--- START OF Data provided ---
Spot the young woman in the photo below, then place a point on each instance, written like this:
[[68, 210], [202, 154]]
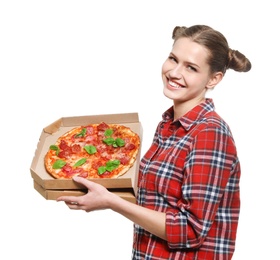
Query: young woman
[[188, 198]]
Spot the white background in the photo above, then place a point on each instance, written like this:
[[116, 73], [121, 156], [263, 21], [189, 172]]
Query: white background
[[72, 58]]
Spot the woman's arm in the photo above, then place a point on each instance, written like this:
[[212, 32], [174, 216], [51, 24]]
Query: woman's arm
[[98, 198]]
--- END OF Data provided ---
--- START OF Data provided ---
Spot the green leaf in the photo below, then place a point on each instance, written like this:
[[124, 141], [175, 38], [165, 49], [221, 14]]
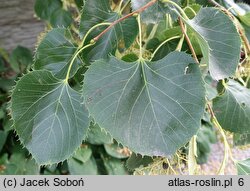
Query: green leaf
--- END OF Data provided ---
Work to be completed
Please return, character for character, the lines of the entries starting at the line containing "Spot the woman's" and ending at the line containing "[[98, 198]]", with both of those lines included.

Written response
Spot the woman's arm in the photo above, then place a point on each instance, written like this:
[[212, 32], [174, 216], [51, 24]]
Query: woman's arm
[[98, 198]]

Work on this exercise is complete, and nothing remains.